● Task directions
Rewrite the item lines below, from the one containing "task: provide the segmentation of the grey" down to the one containing "[[[242,90],[256,115],[255,1],[1,1],[0,114],[66,112],[110,81]]]", swapping "grey sky" for "overcast sky" and keeping everything else the same. Leave the pictures out of your answer.

● Available records
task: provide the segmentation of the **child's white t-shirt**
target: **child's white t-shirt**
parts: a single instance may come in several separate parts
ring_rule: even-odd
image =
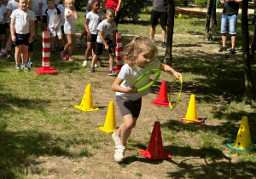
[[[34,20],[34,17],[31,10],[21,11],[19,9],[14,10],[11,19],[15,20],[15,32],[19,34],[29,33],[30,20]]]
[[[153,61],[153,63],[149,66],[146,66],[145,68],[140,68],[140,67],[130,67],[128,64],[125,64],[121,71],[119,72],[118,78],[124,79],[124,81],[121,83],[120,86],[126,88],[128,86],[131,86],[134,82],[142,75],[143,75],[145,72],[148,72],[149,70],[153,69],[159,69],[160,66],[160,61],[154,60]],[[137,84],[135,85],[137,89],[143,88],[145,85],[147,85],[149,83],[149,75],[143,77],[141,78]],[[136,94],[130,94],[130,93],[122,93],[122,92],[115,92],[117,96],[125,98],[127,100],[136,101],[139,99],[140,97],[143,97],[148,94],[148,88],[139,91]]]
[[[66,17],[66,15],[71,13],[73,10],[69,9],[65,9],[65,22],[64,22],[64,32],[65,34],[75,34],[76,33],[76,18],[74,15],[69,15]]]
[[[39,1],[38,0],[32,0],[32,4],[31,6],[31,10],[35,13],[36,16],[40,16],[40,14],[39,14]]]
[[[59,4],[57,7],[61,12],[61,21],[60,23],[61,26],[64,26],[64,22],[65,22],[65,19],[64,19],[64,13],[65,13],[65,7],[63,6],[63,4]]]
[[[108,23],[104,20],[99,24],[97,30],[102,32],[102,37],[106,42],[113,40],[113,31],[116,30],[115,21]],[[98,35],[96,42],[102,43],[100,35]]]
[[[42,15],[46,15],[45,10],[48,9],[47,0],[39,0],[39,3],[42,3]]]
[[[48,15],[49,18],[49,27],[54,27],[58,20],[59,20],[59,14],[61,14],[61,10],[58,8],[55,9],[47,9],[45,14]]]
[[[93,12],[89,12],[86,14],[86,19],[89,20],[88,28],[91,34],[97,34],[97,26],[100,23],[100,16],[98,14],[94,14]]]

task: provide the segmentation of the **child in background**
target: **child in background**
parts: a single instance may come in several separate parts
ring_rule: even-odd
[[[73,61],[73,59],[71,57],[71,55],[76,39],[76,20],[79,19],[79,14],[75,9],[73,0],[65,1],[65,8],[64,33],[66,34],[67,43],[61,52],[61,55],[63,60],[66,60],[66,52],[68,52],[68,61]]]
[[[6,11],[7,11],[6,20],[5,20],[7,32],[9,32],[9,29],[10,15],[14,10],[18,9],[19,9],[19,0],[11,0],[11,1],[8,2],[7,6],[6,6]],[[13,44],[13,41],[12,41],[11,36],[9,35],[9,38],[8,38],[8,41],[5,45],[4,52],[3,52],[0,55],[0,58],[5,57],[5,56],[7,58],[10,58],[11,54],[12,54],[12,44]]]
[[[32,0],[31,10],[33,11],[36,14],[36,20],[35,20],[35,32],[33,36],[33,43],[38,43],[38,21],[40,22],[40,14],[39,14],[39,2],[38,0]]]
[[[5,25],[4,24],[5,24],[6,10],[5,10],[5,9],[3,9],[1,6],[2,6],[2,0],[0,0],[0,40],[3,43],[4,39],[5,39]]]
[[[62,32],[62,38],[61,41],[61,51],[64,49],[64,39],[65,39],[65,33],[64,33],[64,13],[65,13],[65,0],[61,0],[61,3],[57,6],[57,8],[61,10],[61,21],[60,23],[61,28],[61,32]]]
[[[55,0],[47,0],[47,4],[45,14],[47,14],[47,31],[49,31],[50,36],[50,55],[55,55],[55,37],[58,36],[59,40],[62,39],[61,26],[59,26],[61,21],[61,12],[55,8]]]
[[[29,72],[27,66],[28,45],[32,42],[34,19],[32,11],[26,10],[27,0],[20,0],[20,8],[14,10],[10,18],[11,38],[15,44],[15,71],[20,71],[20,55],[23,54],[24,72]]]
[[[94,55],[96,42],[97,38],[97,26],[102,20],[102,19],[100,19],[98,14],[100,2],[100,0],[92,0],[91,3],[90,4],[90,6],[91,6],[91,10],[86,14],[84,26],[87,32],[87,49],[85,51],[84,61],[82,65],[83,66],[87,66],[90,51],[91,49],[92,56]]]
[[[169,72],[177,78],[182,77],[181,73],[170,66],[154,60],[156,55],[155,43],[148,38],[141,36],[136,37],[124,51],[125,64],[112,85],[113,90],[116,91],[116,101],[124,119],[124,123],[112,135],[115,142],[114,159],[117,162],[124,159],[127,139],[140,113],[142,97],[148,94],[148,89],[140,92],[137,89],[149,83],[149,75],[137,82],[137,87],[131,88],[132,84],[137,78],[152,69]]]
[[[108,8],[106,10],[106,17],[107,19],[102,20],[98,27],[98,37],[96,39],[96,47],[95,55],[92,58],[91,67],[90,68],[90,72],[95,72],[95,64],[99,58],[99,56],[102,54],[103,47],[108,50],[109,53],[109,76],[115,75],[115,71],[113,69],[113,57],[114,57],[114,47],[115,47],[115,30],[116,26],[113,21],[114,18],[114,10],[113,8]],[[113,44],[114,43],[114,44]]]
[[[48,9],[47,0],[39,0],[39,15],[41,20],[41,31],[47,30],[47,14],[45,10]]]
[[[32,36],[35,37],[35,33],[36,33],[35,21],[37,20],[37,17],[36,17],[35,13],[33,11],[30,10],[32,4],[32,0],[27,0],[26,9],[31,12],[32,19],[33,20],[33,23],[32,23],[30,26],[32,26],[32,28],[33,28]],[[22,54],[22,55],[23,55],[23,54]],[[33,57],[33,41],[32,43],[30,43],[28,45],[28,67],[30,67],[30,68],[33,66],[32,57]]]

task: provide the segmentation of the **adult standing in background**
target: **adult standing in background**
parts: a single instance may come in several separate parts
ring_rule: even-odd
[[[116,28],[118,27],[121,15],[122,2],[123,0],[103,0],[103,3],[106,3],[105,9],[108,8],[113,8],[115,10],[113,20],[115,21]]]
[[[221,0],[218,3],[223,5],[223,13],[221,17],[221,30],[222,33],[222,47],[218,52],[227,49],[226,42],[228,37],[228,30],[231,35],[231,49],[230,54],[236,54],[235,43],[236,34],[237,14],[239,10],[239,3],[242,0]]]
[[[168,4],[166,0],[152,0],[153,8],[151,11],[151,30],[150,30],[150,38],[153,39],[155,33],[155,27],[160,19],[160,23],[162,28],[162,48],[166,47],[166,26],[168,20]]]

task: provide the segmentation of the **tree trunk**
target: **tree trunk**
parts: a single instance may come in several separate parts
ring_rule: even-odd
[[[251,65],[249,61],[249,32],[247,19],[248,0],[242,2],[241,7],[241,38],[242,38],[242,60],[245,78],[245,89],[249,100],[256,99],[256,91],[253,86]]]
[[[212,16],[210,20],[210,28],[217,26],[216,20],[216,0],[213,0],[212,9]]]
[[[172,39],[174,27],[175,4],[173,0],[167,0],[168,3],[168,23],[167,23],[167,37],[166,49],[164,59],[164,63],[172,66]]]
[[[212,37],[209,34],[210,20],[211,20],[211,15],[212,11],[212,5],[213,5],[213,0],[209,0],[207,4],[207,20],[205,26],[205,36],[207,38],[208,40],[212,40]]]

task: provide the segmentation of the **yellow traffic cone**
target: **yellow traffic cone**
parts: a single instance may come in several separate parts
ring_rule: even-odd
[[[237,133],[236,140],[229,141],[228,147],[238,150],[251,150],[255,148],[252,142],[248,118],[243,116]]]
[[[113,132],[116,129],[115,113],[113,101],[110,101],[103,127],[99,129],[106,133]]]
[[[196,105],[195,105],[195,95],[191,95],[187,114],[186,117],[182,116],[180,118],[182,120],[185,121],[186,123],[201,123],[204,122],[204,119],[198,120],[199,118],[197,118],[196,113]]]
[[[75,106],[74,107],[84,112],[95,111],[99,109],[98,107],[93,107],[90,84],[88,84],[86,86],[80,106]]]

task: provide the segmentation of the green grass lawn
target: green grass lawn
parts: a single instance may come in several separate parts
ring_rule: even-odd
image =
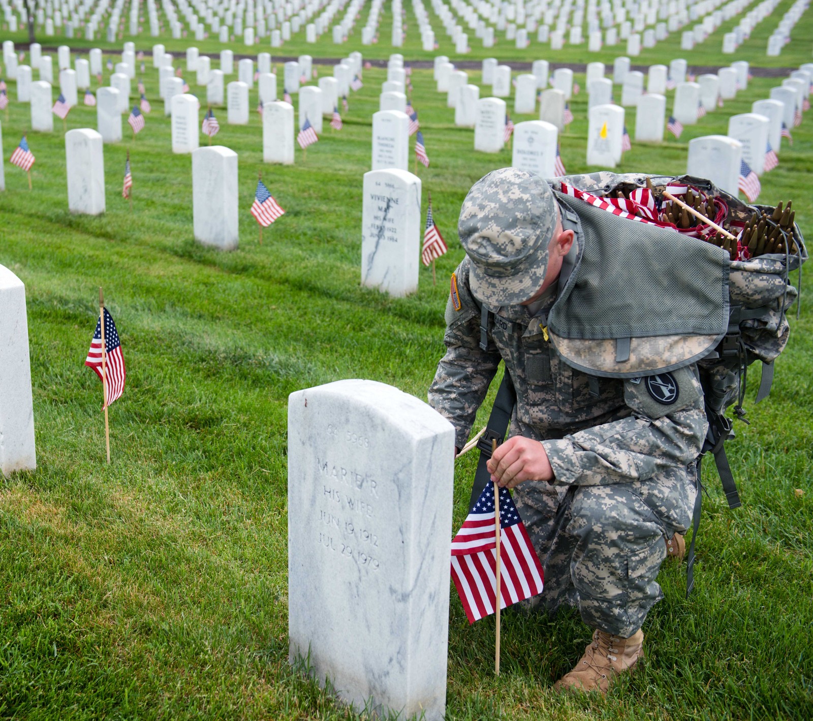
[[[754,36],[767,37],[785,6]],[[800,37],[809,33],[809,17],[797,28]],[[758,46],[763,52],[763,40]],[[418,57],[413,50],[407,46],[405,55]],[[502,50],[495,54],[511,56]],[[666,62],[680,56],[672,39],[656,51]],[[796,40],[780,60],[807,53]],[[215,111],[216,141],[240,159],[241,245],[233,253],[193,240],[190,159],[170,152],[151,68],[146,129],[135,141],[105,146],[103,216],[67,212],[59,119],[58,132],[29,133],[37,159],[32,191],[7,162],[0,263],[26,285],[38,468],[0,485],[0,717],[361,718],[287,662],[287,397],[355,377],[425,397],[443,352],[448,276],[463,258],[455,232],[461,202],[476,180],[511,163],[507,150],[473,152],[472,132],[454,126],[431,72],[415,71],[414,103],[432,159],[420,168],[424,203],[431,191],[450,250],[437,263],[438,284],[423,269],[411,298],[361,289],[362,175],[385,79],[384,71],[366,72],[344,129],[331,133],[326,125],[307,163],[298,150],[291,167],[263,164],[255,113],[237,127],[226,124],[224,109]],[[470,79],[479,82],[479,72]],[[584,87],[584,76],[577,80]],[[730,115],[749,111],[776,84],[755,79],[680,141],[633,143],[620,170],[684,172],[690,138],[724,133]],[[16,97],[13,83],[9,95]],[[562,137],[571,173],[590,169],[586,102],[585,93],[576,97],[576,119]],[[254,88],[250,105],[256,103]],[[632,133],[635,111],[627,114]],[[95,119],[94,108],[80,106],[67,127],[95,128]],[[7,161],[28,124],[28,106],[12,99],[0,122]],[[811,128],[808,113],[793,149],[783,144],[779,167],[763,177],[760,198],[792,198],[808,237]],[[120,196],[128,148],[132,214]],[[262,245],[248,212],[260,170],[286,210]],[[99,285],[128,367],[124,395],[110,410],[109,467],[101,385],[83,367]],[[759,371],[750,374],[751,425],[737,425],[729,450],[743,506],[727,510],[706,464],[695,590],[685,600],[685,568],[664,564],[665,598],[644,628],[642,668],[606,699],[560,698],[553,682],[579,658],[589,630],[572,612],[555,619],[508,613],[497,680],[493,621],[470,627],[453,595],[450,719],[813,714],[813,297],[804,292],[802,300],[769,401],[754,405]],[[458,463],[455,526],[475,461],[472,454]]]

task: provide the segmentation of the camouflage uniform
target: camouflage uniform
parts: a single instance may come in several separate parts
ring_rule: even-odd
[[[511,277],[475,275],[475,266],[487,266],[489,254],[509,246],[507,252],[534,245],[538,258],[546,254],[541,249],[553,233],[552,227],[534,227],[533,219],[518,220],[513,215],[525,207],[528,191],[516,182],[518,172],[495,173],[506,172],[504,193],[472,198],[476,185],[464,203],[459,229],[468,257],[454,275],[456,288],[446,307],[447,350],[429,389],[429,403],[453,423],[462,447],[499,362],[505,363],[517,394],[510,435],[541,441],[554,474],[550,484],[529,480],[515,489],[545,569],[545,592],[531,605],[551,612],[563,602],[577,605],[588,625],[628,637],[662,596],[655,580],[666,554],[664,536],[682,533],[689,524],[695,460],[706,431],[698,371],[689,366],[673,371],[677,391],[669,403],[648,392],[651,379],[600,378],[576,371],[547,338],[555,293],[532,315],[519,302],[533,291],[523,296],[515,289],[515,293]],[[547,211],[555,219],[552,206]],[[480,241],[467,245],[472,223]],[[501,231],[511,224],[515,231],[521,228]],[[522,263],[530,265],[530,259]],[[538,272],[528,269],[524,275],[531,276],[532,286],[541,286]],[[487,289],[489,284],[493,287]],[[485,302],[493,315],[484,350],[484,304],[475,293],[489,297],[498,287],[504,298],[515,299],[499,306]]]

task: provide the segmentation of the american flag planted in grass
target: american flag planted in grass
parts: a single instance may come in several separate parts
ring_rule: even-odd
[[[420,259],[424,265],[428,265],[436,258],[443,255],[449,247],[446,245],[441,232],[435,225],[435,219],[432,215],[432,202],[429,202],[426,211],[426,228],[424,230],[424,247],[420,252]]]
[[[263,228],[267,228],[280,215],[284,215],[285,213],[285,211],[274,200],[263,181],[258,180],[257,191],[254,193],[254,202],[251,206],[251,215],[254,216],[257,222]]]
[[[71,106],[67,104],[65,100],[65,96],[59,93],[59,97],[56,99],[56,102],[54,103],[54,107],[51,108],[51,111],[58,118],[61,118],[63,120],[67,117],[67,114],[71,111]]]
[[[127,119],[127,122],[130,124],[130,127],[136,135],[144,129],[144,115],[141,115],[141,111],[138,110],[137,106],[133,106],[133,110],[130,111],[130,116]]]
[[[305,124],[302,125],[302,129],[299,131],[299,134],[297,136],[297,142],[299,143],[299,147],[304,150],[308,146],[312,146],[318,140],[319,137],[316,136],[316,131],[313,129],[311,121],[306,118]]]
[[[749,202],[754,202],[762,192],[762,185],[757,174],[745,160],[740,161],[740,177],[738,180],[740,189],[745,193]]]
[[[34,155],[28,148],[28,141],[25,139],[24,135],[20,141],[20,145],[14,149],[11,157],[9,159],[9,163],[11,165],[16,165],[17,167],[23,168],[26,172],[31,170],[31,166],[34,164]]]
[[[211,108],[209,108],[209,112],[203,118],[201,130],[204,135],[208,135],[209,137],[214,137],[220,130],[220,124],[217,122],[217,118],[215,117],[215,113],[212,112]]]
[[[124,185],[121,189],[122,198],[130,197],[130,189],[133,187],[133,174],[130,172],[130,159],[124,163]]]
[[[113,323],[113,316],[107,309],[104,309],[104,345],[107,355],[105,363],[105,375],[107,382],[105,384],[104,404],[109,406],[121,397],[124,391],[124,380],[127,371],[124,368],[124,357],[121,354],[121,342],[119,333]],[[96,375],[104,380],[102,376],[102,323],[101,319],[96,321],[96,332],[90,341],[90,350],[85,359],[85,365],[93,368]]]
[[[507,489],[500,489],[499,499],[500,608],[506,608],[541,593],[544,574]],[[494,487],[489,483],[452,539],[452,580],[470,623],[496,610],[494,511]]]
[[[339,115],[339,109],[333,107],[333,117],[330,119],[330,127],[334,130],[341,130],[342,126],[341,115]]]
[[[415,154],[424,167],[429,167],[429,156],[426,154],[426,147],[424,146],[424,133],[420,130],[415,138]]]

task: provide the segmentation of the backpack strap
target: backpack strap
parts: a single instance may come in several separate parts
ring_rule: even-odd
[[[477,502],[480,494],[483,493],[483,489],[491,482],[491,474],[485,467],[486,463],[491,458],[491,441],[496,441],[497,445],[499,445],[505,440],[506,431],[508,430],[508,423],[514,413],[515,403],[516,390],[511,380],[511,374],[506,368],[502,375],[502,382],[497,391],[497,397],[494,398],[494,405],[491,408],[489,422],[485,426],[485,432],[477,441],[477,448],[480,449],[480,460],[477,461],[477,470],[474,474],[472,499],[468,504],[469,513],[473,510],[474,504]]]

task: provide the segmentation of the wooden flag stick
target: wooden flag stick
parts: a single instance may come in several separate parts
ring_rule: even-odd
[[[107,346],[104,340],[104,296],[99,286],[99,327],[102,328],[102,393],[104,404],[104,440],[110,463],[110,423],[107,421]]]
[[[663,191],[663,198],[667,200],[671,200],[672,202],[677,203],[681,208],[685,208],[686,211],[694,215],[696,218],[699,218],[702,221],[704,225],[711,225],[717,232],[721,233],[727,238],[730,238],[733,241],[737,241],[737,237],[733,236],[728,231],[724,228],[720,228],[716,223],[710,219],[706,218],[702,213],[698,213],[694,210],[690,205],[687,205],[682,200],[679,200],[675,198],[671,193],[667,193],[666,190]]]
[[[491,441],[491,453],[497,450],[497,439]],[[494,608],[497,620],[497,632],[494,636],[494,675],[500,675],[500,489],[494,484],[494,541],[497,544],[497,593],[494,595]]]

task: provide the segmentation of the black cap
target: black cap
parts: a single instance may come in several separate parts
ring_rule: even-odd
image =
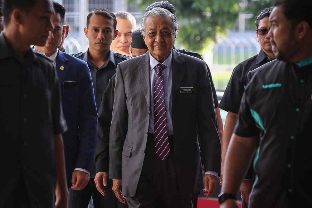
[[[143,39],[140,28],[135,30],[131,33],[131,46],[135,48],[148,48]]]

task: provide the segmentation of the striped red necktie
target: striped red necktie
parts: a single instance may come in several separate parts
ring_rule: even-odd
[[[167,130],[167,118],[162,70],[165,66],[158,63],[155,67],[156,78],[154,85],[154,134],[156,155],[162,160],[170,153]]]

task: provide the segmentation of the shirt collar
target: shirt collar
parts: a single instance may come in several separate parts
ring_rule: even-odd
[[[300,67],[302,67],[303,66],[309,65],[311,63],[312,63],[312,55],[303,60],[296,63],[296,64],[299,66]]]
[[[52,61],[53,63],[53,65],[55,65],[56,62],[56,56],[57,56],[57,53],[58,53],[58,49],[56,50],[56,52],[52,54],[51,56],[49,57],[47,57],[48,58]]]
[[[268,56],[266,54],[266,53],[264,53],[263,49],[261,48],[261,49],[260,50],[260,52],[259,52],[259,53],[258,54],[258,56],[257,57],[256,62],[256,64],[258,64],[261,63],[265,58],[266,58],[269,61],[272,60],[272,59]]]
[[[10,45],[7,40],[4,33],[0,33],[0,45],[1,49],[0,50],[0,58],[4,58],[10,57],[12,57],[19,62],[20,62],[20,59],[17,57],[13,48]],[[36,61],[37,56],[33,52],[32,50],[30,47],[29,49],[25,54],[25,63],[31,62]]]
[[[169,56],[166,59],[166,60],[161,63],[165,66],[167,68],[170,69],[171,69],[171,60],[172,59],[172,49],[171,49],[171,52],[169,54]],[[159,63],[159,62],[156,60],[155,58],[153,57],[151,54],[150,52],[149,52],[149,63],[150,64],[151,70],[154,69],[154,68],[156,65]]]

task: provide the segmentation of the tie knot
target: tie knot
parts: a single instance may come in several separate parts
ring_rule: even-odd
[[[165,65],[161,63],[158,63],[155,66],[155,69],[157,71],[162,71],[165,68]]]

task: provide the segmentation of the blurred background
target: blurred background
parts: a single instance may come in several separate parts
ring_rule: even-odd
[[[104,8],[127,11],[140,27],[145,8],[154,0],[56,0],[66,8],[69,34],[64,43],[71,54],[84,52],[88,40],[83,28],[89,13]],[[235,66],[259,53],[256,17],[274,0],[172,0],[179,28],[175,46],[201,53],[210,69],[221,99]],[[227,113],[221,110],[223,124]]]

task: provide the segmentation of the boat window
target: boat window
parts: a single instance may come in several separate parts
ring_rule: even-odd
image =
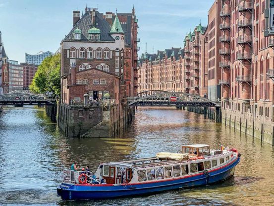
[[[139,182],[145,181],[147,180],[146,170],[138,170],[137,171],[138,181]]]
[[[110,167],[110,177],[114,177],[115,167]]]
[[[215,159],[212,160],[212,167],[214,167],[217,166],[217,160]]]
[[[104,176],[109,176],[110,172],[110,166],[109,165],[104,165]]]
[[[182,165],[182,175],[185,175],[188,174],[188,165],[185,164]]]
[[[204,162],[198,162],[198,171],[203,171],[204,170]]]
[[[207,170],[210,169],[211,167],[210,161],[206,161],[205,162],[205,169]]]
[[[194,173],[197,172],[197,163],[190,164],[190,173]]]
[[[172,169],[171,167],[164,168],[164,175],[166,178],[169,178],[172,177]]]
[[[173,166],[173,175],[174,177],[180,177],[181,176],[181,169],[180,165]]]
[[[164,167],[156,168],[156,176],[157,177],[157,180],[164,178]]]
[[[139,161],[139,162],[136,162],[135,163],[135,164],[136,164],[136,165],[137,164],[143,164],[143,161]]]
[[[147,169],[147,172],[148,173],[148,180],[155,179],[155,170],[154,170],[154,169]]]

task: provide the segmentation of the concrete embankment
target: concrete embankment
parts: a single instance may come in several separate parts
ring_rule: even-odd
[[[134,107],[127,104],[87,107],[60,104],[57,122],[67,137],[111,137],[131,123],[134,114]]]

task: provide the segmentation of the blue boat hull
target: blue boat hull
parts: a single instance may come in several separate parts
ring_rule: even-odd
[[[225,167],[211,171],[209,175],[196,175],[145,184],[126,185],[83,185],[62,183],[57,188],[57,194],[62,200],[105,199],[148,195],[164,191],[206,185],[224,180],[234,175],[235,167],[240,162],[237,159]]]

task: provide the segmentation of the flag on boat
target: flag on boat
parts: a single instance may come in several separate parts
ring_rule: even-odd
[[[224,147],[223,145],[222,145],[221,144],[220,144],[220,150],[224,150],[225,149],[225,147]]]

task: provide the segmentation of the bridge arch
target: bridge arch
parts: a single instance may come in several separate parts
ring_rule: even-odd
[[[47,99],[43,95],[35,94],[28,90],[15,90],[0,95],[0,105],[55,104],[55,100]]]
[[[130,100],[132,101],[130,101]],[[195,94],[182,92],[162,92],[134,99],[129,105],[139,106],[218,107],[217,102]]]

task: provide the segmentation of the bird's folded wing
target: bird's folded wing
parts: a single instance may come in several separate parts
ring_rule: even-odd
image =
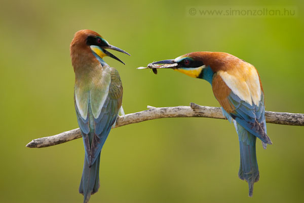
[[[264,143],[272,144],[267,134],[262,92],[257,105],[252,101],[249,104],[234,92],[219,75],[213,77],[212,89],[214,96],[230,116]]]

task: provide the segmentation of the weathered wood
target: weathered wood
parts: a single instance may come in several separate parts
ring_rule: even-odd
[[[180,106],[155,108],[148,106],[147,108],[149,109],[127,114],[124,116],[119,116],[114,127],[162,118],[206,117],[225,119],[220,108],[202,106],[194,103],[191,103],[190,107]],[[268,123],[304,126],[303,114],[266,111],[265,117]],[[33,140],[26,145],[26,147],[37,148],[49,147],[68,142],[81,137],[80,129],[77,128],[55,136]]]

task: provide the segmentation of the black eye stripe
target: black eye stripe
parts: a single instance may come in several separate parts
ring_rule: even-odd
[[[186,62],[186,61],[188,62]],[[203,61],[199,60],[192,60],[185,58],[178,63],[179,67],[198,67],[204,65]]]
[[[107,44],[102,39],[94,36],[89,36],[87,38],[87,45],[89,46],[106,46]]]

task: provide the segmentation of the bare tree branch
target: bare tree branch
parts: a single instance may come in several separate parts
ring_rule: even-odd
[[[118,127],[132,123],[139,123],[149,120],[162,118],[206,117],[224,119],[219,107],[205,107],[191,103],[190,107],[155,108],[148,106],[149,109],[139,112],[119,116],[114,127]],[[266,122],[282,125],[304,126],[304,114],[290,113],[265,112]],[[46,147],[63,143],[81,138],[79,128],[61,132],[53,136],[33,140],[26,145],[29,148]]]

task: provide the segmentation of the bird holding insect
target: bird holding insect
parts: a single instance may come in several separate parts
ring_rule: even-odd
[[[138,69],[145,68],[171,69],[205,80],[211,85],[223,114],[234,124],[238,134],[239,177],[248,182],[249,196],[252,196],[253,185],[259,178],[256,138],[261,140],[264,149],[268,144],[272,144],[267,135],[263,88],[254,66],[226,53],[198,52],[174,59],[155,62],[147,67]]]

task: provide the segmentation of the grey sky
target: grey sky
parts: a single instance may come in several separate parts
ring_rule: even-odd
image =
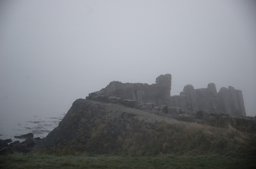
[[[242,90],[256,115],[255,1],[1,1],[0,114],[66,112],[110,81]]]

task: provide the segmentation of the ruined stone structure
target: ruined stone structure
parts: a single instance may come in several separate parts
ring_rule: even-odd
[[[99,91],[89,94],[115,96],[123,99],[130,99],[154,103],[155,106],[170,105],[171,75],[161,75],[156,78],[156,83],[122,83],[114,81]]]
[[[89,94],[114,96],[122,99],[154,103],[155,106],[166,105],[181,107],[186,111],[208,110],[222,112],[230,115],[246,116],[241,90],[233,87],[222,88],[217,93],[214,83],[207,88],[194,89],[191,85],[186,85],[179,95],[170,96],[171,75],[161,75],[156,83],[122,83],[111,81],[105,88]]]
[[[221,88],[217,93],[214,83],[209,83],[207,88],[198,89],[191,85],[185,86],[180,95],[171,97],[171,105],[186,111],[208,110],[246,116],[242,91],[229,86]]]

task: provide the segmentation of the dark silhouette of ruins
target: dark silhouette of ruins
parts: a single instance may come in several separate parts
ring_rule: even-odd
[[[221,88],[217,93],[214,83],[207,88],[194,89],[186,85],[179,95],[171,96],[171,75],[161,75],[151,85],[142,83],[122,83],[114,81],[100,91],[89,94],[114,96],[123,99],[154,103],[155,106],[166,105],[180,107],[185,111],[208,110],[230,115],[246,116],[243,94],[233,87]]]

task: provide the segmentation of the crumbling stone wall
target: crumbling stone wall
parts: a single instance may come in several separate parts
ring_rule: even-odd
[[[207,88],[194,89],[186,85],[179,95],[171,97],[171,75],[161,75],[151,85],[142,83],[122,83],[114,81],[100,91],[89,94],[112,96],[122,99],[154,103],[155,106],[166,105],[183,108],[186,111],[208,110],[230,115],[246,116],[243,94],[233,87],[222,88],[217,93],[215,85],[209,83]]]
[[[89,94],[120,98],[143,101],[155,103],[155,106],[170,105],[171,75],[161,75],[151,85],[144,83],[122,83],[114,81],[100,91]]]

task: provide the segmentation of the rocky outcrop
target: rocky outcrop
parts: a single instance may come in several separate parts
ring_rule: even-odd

● Correct answer
task: provide the segmentation of the overcast sky
target: overcast sky
parts: a single instance may come in several separate parts
ring_rule: even-odd
image =
[[[242,90],[256,115],[255,1],[1,1],[0,114],[66,112],[110,81]]]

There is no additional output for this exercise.